▶ **WHAT IS BEING ASKED**: Emit a verbatim copy of the lines below from the line with "hmm let me think... yeah i need the naval" through the line with "hmm let me think... yeah i need the leafy", excluding pictures and everything outside that range.

▶ **GIVEN DATA**:
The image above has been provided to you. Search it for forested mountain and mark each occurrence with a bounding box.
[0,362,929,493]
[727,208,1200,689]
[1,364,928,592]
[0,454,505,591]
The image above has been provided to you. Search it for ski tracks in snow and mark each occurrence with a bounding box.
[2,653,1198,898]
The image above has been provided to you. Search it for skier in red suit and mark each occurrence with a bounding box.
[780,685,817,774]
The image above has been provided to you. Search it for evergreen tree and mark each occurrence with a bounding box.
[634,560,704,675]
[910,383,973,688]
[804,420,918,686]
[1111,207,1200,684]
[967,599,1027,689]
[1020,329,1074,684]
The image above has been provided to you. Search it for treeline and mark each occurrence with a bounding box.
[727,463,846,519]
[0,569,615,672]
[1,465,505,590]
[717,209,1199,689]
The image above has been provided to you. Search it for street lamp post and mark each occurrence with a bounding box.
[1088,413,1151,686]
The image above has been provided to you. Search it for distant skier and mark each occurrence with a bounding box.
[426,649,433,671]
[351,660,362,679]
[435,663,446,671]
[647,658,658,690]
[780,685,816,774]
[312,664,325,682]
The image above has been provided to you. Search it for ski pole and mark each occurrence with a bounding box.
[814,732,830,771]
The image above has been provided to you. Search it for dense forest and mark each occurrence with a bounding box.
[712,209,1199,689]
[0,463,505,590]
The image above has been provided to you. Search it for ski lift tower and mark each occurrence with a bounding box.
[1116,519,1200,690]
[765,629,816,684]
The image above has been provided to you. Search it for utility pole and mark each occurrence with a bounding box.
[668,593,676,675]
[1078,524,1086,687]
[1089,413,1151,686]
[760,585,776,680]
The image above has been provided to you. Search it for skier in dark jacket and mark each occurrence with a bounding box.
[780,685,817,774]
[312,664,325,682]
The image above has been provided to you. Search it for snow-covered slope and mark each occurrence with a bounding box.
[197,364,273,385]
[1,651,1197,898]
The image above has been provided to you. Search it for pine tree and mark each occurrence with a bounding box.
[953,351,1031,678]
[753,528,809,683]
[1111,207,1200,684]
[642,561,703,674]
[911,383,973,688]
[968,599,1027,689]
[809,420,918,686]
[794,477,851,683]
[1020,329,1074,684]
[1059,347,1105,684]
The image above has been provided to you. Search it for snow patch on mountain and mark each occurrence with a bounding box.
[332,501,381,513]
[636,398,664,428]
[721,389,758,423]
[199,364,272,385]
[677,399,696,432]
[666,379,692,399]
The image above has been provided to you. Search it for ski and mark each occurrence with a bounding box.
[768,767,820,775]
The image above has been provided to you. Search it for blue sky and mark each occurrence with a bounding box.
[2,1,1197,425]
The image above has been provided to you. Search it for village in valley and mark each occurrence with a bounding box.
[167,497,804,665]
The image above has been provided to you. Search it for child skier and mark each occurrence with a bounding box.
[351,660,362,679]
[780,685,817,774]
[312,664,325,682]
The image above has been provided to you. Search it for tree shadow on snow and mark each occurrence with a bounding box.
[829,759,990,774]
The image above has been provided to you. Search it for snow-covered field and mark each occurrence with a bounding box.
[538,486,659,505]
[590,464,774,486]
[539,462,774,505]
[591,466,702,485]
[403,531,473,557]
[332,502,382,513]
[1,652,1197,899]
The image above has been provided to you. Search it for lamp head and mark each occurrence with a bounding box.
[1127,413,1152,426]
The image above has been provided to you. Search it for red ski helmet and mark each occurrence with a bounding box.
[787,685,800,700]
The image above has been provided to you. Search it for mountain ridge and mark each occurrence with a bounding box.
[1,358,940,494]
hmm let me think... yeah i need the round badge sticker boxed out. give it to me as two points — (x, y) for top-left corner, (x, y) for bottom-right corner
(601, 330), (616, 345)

--

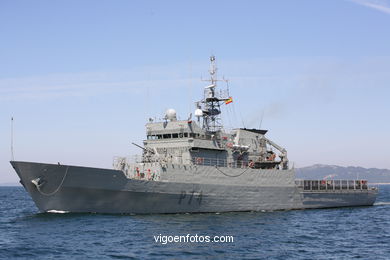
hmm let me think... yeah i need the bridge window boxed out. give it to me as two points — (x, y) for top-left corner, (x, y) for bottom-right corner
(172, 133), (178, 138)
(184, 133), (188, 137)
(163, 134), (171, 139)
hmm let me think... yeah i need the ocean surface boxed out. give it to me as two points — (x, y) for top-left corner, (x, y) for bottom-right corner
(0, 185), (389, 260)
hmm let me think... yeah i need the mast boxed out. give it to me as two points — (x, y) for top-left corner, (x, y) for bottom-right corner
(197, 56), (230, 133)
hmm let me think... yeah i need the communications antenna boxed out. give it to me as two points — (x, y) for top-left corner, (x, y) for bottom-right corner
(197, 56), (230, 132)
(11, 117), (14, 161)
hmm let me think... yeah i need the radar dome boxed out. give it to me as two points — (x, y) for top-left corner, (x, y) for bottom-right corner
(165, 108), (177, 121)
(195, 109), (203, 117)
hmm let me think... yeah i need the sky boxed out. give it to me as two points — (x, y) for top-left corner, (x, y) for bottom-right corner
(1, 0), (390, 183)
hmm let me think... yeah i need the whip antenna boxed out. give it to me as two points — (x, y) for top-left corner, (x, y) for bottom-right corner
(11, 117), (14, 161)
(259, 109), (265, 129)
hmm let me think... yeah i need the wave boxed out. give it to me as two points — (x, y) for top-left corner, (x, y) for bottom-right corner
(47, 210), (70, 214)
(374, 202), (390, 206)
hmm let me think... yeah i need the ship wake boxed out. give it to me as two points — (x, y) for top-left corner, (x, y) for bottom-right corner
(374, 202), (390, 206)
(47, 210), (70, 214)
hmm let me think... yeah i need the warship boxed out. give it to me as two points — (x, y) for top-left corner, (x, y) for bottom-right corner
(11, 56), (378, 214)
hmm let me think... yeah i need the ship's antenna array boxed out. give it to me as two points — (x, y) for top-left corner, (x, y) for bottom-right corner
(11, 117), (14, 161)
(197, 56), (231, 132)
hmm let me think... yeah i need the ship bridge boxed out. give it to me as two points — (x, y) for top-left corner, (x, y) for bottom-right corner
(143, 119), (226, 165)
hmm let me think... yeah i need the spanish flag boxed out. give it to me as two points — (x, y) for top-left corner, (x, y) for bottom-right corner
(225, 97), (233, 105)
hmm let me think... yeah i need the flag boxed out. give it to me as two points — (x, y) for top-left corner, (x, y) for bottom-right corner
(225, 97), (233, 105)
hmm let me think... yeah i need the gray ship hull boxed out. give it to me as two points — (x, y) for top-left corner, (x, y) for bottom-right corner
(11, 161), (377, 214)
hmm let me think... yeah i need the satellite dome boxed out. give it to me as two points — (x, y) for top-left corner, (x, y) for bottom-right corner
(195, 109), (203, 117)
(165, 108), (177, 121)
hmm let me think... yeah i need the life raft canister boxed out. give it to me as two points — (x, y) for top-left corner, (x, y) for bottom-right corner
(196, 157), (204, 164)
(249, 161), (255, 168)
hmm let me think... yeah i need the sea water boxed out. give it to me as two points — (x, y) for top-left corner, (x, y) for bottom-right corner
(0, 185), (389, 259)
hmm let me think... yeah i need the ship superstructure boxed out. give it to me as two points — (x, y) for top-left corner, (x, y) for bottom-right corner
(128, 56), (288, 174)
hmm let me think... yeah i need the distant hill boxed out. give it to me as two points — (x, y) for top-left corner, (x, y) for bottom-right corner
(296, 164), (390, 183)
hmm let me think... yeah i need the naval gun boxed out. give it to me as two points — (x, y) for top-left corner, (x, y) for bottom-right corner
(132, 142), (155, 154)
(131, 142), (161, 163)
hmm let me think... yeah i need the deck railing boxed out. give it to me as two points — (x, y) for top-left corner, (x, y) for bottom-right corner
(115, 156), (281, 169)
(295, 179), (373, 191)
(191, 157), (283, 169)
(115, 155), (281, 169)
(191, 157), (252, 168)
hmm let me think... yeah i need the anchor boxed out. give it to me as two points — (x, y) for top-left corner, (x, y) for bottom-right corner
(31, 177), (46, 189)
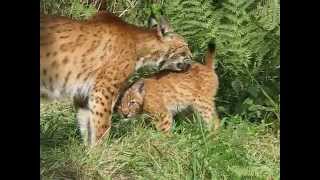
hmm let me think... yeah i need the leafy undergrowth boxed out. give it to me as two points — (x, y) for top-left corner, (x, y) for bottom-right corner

==

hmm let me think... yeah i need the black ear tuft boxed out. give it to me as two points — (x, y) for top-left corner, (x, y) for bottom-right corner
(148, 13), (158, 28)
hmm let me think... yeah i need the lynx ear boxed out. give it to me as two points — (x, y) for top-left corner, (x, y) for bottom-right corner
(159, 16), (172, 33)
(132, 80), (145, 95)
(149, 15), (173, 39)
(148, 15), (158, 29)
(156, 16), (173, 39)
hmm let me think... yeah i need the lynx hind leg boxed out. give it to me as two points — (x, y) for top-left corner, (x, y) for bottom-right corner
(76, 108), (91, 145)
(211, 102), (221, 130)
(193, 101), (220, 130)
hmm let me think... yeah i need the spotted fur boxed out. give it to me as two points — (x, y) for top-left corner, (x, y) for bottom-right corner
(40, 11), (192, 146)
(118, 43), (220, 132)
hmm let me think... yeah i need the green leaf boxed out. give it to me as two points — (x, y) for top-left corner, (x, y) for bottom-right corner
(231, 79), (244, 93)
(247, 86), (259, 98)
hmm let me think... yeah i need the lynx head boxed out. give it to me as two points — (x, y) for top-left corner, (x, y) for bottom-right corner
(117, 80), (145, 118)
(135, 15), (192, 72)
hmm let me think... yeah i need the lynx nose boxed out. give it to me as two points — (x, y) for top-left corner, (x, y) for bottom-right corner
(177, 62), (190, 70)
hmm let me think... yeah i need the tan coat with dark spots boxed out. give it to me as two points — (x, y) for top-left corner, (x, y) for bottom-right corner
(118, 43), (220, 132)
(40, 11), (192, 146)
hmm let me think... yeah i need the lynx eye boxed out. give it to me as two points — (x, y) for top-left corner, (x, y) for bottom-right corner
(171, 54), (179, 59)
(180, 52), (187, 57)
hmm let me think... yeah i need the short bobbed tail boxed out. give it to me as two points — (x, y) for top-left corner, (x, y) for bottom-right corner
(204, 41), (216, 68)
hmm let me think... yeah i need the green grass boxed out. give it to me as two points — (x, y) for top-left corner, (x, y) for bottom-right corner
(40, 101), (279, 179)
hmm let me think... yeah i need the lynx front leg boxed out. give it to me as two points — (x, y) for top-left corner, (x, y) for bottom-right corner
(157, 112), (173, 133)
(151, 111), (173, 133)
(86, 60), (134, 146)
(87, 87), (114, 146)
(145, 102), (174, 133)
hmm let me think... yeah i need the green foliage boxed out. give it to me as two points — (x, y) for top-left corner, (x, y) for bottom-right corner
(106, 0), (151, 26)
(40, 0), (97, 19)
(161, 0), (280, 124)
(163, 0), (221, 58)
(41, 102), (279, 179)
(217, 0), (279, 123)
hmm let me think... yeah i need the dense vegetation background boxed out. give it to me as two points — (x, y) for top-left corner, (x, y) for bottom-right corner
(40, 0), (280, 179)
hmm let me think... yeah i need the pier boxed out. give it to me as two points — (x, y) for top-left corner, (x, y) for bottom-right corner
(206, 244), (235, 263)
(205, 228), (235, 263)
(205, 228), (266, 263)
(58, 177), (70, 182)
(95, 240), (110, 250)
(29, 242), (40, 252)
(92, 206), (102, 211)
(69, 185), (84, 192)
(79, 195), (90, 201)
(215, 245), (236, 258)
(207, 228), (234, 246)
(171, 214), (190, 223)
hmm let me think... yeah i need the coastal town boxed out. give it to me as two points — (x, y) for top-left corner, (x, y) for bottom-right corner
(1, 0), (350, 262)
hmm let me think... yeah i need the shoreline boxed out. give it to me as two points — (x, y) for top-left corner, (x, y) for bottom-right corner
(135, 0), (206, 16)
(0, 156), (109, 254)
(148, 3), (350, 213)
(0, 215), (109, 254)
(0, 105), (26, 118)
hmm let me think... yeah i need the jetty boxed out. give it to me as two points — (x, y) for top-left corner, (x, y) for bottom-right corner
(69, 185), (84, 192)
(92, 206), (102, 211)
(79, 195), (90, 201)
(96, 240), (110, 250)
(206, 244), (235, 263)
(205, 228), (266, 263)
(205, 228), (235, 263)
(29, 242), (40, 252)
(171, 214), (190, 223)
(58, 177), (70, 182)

▶ **SOLUTION FOR THIS EXERCISE**:
hmm let me think... yeah i need the naval gun boxed out. give it to me as two points — (x, y) for top-left corner, (x, y) for bottom-right corner
(132, 142), (155, 154)
(131, 142), (161, 163)
hmm let me think... yeah i need the deck railing boxed out. give it to me as two points — (x, y) for top-left corner, (x, y) for bottom-right corner
(115, 156), (281, 169)
(295, 179), (373, 191)
(191, 157), (283, 169)
(115, 155), (281, 169)
(191, 157), (252, 168)
hmm let me think... yeah i need the anchor boxed out. give it to me as two points — (x, y) for top-left corner, (x, y) for bottom-right corner
(31, 177), (46, 189)
hmm let me think... yeah i need the leafy undergrowth boxed out. give it to me as two points — (x, y) for top-left corner, (x, y) for bottom-right corner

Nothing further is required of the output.